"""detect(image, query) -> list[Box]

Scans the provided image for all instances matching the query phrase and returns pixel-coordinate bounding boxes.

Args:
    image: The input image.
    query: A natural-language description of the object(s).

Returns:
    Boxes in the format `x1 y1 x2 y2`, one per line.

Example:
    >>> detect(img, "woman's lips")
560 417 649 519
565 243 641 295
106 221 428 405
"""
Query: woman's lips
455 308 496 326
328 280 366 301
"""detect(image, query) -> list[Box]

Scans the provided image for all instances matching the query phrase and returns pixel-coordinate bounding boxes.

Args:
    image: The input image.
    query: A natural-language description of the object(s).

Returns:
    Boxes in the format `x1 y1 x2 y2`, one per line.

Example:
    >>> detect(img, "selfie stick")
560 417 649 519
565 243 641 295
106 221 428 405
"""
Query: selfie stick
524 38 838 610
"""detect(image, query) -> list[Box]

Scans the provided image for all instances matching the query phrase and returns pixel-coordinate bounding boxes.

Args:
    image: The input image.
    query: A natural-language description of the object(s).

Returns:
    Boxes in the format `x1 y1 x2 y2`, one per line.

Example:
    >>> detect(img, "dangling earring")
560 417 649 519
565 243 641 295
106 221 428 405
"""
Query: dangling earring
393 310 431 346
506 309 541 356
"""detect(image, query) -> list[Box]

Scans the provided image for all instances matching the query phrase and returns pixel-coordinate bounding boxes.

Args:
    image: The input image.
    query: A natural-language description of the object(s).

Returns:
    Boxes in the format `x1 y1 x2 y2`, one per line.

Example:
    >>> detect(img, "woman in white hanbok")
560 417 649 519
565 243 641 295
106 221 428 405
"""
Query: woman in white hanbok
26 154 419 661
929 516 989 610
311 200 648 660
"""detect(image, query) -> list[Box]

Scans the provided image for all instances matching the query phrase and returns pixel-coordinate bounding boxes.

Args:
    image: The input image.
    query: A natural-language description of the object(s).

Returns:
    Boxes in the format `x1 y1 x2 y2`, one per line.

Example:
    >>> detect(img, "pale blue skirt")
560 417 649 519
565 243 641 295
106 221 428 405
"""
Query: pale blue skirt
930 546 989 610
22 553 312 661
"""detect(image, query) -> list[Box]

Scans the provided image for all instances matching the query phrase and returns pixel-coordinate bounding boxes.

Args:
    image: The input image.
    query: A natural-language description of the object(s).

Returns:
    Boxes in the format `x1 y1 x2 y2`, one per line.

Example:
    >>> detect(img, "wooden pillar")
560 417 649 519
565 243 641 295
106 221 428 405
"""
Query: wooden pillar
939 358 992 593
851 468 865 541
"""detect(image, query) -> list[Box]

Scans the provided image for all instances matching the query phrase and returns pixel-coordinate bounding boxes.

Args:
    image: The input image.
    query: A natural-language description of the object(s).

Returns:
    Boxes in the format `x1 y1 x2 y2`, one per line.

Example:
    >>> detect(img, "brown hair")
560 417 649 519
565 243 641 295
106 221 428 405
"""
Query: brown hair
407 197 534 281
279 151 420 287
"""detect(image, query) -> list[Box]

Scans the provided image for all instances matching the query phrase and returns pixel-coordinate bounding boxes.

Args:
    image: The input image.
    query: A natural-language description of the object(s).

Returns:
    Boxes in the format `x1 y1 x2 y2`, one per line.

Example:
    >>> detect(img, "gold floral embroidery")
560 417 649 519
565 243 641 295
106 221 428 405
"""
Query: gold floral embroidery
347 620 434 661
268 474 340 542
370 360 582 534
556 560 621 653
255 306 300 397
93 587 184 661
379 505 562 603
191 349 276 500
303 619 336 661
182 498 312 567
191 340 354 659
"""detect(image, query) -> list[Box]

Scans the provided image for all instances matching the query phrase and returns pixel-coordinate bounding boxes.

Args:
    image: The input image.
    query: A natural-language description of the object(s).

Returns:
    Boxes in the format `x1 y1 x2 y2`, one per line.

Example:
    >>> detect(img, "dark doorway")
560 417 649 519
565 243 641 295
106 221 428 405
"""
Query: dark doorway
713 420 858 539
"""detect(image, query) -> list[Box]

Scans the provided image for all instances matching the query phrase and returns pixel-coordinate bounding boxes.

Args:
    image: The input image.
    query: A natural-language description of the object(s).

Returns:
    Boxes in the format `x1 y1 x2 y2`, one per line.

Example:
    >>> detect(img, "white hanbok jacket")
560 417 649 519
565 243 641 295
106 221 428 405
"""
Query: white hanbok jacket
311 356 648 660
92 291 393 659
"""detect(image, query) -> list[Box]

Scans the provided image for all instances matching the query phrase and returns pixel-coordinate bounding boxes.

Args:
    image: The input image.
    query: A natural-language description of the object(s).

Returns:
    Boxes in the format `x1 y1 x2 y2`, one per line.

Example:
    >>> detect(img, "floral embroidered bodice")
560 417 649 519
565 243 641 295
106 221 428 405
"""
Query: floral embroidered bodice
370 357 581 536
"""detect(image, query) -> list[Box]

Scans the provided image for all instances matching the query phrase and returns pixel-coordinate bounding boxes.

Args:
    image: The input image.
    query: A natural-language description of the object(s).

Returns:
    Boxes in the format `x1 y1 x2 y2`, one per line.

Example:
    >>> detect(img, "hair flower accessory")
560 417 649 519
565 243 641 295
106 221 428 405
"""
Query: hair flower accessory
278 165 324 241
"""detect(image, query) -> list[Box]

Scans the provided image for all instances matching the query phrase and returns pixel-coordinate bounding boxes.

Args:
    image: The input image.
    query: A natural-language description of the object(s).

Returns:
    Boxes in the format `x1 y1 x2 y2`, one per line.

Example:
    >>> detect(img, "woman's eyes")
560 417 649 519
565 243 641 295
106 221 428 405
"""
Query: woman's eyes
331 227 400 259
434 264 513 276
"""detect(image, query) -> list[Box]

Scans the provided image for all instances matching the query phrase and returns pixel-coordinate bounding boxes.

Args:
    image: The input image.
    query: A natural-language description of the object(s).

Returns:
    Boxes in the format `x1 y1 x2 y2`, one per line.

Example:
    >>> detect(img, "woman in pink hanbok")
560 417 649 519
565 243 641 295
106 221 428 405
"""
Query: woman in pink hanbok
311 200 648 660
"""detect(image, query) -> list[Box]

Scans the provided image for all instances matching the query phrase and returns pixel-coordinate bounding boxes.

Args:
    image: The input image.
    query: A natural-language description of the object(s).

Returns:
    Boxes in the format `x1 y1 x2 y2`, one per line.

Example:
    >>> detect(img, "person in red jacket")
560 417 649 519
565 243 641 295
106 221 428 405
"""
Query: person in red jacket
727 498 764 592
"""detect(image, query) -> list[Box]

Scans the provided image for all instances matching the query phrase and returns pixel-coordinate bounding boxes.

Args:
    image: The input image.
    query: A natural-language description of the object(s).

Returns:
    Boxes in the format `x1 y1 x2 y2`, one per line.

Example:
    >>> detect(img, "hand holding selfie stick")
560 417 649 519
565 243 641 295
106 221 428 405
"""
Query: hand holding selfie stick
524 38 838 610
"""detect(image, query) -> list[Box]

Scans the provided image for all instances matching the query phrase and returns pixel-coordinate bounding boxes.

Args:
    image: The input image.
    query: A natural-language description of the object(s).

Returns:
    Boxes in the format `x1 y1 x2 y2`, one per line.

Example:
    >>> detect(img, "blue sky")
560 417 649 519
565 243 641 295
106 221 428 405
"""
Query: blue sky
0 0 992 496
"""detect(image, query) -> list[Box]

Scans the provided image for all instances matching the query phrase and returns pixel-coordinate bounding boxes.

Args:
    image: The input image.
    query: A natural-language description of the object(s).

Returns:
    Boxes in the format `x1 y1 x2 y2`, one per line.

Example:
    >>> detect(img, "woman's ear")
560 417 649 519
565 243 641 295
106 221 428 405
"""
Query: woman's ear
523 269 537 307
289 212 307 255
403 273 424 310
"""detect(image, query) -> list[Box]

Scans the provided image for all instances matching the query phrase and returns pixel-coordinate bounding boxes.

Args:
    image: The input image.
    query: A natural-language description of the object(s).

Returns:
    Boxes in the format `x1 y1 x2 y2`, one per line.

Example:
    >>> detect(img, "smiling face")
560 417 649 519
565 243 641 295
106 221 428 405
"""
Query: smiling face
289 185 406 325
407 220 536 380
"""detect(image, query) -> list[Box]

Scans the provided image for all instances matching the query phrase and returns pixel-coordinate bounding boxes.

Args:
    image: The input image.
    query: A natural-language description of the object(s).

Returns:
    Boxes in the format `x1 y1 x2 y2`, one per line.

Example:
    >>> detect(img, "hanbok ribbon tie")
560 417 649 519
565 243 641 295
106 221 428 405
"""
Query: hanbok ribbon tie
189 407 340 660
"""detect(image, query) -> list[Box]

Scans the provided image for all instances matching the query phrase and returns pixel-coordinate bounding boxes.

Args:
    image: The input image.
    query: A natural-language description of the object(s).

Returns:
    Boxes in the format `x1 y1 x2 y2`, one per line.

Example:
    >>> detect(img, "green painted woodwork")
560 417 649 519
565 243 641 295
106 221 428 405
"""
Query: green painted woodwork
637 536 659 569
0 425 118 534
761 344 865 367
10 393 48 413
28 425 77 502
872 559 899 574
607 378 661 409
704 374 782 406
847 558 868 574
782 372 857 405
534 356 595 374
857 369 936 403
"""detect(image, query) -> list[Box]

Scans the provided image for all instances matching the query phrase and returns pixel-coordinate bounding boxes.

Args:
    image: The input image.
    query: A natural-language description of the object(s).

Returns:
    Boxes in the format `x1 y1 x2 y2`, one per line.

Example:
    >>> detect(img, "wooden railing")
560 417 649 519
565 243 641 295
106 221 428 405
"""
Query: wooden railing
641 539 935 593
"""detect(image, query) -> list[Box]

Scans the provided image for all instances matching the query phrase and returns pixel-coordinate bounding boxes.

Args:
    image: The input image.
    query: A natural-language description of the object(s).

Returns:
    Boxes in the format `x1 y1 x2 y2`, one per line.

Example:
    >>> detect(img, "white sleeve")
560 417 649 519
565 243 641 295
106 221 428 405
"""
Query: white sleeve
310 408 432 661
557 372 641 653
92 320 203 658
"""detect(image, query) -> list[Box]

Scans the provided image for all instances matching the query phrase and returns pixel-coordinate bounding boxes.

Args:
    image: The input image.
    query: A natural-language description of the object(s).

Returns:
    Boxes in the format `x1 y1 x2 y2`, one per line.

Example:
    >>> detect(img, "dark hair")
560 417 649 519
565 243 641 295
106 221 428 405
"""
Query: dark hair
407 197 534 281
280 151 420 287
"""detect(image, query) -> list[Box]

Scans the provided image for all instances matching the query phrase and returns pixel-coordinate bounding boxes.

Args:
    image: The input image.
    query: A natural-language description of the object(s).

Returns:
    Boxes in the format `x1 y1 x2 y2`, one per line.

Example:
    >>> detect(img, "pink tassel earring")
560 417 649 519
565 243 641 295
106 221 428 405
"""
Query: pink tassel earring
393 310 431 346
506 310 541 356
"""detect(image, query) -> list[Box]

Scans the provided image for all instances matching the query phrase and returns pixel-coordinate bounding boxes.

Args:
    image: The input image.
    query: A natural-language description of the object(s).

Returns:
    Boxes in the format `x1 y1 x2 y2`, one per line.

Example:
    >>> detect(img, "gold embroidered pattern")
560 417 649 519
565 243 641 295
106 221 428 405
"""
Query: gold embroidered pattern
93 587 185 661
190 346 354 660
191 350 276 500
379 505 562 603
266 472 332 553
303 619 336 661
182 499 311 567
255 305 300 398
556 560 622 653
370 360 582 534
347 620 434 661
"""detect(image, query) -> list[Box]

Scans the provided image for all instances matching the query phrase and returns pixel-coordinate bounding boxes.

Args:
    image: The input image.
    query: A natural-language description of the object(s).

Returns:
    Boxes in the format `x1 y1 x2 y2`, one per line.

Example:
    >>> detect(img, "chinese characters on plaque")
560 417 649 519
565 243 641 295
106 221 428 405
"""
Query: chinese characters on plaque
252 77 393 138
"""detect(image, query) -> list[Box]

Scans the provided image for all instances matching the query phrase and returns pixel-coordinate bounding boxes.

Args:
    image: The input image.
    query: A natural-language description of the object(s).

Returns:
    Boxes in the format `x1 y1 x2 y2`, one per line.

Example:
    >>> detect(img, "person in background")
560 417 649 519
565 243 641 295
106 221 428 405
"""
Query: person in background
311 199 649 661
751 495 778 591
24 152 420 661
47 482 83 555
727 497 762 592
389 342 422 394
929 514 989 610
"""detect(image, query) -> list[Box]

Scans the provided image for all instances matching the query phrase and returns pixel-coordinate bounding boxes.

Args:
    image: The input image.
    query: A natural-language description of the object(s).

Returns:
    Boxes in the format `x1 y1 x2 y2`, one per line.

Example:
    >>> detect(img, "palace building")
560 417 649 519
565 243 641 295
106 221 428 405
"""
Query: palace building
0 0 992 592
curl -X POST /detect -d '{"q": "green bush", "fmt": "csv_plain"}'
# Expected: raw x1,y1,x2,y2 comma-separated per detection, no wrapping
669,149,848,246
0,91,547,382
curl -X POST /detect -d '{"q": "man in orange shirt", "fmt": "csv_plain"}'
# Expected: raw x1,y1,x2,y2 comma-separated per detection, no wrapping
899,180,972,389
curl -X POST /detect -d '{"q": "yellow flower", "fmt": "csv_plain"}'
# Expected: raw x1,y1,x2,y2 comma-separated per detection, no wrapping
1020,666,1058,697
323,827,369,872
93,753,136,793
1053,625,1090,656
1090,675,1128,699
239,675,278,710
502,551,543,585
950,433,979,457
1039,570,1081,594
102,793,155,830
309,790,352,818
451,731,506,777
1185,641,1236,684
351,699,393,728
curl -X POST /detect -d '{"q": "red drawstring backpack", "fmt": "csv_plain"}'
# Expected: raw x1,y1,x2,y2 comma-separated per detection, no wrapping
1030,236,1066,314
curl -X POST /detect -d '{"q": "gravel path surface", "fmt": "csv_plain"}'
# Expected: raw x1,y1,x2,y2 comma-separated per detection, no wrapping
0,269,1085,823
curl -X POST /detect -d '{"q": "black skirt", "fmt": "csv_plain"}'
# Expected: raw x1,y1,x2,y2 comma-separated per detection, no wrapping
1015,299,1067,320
==================================================
§ Your task:
From the first line of the rows through the line that contains "Query: woman's lips", both included, put the lines into a numbered list. Leave out the blank lines.

§ Complete response:
1. """detect(image, query) -> list[Box]
2. Scans the provided image for all instances matching the query phrase and returns pixel-coordinate bounding boxes.
3. Args:
4.     image: The input image.
5.     query: A natural-language description of the object(s).
6. Returns:
7.     Boxes in the format `x1 y1 x2 y2`, one per line.
8. Example:
9.     >>> detect(img, "woman's lips")
10. 560 417 649 519
11. 565 243 641 295
12. 106 221 428 405
13. """
14. Query: woman's lips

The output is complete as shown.